Texto proporcionado:
= = = = = = =

No había sido ninguna Revolución rusa que indujera a los campesinos de Las Alpujarras a deshacerse de sus cadenas, pero, por lo que a mí respecta, tal vez todo había sido para bien una vez más.

El bautizo de Chloë

Cuando nació Chloë teníamos planeado organizar una fiesta para celebrar su llegada y pensábamos que tal vez podríamos combinarla con un bautizo. Ana estaba convencida de la importancia del bautismo, ya que de pequeña había pasado unos años en un colegio de monjas. Yo vivo en estado de confusión acerca de los misterios del universo y por eso no estaba seguro, pero celebrar un bautizo tenía una ventaja que hizo que se disiparan mis dudas: podríamos pedirle a Domingo que fuese el padrino de Chloë.

Domingo es la clase de amigo que detesta que le den las gracias por nada. Hace poco alarde de su propia generosidad y rechaza que el tiempo y la energía que incansablemente nos dedica sean dignos de ser mencionados. Si intento insistir en esta cuestión, se vuelve áspero y adusto. Así, el tener con él un gesto que le demostrara nuestro aprecio y estima era una oportunidad demasiado buena para dejarla escapar. Le hablé del tema del padrinazgo el mismo día que decidimos que nos hacía falta un padrino.

– ¿Qué tengo que hacer? -preguntó sin mucha convicción.

– Pues no mucho. Creo que sólo tienes que tener a Chloë en brazos mientras el cura le echa el agua.

– Bueno, eso a lo mejor podré hacerlo.

– Y después, por supuesto, tendrás que encargarte de su formación espiritual.

– Eso lo haré bien también -dijo con una sonrisa.

– Entonces, ¿serás su padrino?

– Me da igual -dijo, como si meditara sobre ello-. Siempre que no esté haciendo otra cosa ese día.

Decididamente, Domingo sabe cómo desinflarte. Pero aun así la idea evidentemente le gustaba, y Expira y Domingo el Viejo estaban encantados. De este modo, tras plantar las semillas, me puse manos a la obra para conseguir que mi plan diera frutos. Lo primero que había que hacer era ir a buscar al párroco.

Aparte de las horas de misa o de la siesta, el lugar donde solía estar don Manuel era una oscura oficinucha que había al lado de la iglesia. Su ama de llaves me abrió la puerta con una escoba en la mano y, tras escuchar la razón de mi visita, me condujo a presencia del cura. Cuando entré, don Manuel dejó de revolver los papeles de su escritorio y se levantó. Era un hombre delgado y seco vestido con un gastado traje gris y zapatillas, y su mano me pareció tan pequeña y delicada al estrechársela que dudé si realmente me había ofrecido la totalidad de sus dedos.

= = = = = = =

Tarea a realizar: Continúa el relato sobre el bautizo de Chloë a partir de su última frase. El material no interviene en absoluto en esto.

Material de origen:
= = = = = = =

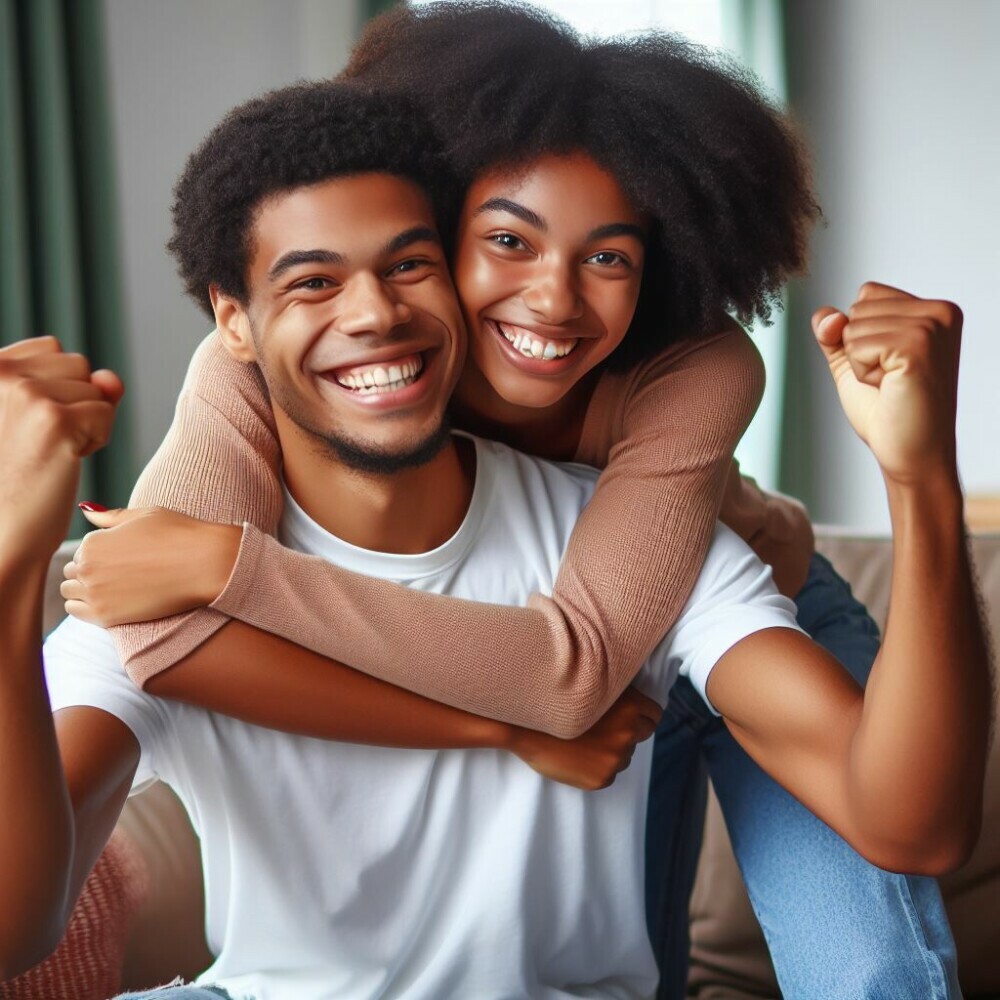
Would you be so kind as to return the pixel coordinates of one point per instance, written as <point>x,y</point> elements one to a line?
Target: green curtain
<point>59,259</point>
<point>754,31</point>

= = = = = = =

Problema resuelto:
– Quería saber si usted podría bautizar a mi hija -comencé a decir.

– ¿Es usted católico? -preguntó estudiándome con un poco de recelo.

– No, pero no me importa en absoluto que mi hija sea bautizada en la fe católica.

– ¿Cuál es su religión, entonces?

– Supongo que fui bautizado en la Iglesia anglicana, pero soy de ideas ecuménicas.

– Oh, yo también, yo también. Pero este bautizo… no estoy del todo seguro de cuál es el procedimiento en estos casos.

Parecía dirigirse más a los papeles esparcidos por su escritorio que a mí, y daba la impresión de que no se sentía rebosante de entusiasmo por el proyecto: era muy posible que éste causara muchas más molestias de las que una pequeña alma merecía, pero por el momento bastaba con adoptar tácticas dilatorias.

– Voy a ir a Granada el viernes -me aseguró- y le expondré el asunto al obispo. Venga a verme otra vez la semana que viene.

Así pues, a la semana siguiente fui a ver a don Manuel, pero resultó que no había conseguido ver al obispo; la semana de después se olvidó de mencionarle el tema, la semana siguiente a ésa el obispo iba a reflexionar sobre el asunto, y a la siguiente yo me olvidé totalmente de la cuestión. Conque de alguna manera nos desentendimos del proyecto.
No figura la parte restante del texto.